## YOUR ASSIGNMENT
What lines of the material below hold the string "ridge"? Copy them out.

## SUPPLIED RECORDS
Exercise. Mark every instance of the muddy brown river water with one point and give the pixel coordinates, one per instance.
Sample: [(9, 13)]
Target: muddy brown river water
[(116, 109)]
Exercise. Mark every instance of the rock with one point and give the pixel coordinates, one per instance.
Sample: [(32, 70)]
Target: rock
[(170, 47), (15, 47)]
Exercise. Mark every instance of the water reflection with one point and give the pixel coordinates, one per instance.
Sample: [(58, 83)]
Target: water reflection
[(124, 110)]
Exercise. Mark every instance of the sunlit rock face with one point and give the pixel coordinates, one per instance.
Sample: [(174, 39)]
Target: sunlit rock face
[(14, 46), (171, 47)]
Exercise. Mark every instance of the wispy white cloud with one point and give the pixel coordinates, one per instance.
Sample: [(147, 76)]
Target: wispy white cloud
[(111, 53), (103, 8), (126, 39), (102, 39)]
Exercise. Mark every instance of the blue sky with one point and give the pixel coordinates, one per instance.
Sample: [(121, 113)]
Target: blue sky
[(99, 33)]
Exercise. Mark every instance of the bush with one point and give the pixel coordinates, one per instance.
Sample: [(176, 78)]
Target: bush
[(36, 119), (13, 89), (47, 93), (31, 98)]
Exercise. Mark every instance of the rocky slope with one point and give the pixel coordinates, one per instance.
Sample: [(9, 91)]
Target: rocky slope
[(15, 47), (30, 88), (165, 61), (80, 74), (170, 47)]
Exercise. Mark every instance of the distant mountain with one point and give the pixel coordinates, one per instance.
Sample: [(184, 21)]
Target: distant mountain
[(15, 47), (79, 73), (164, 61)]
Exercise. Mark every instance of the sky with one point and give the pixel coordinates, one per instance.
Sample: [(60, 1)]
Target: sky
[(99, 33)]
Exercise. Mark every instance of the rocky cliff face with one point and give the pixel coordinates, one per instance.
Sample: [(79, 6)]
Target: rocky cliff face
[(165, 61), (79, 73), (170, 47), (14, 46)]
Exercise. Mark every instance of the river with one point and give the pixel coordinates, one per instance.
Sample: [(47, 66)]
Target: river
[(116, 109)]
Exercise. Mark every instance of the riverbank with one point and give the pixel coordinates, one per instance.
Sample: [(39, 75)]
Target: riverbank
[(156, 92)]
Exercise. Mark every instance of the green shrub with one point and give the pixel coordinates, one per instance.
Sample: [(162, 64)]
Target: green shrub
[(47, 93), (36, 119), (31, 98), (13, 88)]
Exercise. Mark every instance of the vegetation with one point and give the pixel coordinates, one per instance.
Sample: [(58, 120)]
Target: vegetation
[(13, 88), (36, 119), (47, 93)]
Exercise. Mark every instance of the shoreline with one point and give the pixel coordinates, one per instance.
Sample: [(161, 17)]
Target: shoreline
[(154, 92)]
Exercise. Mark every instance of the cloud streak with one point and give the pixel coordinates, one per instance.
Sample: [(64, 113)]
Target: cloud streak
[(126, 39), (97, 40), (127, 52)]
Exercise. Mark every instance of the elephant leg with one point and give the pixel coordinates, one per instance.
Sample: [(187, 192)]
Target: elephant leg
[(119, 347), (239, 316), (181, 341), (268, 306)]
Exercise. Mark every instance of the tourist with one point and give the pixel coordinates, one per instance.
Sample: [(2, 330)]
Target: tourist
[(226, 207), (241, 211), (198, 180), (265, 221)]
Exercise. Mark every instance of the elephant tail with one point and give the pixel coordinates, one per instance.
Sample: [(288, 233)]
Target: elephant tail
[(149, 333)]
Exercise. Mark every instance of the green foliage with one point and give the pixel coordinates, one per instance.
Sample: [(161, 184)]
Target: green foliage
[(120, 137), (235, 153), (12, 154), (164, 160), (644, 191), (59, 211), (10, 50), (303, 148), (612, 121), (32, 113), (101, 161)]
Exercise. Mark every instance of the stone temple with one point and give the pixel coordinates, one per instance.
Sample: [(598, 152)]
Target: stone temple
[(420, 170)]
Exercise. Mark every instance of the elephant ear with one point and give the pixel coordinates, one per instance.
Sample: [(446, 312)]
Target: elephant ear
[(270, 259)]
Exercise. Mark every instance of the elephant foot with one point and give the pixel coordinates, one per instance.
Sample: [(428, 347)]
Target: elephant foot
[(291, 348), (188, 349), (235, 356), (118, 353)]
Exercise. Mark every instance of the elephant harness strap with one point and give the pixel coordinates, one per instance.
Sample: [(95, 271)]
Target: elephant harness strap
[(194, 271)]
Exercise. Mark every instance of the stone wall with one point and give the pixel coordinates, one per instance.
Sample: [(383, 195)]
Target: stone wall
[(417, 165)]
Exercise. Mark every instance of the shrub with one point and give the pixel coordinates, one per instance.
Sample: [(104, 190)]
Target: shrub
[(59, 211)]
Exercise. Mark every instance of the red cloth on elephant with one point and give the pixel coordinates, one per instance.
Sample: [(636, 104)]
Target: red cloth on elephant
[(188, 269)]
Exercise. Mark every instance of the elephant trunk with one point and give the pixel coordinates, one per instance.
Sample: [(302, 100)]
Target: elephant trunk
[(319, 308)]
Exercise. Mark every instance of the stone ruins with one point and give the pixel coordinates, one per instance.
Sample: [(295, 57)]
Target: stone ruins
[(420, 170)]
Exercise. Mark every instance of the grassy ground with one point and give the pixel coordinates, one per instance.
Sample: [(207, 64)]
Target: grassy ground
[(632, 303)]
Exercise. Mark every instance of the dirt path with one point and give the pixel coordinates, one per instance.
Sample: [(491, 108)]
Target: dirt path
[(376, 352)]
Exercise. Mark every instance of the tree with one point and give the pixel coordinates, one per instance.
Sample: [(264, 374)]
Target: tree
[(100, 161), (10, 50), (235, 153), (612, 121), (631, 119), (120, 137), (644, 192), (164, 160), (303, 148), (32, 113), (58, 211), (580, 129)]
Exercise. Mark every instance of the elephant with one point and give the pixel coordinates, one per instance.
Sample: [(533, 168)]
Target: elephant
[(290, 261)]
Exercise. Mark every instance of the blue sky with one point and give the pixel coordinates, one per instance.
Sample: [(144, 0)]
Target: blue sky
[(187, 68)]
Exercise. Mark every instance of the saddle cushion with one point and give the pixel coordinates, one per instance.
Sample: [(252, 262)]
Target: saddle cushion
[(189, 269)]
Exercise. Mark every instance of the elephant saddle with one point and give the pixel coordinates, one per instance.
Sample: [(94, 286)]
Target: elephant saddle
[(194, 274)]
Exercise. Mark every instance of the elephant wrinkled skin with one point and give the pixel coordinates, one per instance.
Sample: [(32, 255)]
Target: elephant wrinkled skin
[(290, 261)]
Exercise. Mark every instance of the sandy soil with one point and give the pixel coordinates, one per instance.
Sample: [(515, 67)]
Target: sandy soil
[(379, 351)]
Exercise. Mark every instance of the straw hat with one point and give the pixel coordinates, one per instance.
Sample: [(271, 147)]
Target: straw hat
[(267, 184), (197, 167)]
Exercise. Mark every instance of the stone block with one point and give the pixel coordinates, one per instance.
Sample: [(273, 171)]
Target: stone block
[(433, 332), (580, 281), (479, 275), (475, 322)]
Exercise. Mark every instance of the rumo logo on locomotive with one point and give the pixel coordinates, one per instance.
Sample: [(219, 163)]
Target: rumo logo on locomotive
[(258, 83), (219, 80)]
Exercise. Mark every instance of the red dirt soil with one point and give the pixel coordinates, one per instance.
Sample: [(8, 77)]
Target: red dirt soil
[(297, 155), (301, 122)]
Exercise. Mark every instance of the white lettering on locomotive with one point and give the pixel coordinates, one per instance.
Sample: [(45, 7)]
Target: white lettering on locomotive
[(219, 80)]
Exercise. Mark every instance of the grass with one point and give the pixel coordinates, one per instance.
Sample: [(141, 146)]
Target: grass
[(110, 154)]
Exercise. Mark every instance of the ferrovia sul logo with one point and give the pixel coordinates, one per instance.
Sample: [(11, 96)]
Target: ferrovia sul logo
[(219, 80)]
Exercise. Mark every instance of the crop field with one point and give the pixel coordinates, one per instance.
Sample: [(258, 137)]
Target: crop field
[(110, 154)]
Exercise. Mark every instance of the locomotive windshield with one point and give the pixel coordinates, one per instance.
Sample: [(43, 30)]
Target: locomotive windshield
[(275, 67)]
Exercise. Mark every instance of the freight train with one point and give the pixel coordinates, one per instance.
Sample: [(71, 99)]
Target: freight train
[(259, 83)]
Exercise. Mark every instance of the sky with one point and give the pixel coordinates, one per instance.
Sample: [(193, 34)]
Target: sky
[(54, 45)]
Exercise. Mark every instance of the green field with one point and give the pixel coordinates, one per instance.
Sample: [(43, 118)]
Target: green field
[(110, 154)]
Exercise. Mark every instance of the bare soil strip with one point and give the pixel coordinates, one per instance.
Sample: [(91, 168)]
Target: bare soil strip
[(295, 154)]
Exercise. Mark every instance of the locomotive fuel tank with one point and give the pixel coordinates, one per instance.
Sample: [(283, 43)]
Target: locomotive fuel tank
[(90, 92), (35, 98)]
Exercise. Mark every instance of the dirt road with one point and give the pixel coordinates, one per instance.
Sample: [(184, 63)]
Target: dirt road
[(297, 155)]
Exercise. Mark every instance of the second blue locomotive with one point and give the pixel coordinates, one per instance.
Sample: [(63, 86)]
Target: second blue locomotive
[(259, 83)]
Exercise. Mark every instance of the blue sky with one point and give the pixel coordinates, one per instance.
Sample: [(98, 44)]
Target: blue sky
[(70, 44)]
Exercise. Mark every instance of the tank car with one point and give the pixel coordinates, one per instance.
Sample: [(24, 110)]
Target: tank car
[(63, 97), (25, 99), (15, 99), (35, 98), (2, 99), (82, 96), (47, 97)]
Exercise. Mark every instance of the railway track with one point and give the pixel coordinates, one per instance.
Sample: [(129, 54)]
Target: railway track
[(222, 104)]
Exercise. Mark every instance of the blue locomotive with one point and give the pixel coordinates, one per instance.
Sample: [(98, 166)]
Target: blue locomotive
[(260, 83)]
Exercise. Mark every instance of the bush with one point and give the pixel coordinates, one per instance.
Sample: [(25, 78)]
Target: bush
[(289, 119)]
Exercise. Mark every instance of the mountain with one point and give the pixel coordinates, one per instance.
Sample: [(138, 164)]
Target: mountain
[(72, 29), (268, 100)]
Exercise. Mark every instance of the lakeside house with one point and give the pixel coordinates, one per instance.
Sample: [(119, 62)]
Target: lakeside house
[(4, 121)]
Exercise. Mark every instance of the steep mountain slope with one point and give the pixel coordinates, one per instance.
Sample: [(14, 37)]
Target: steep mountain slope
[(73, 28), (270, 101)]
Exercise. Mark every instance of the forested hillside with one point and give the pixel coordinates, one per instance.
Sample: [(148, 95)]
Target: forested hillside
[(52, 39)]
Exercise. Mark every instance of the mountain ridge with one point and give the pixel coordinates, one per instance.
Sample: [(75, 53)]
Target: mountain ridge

## SOLUTION
Exercise. Mark every instance of the mountain ridge with one point and give the pixel coordinates, one per instance.
Target: mountain ridge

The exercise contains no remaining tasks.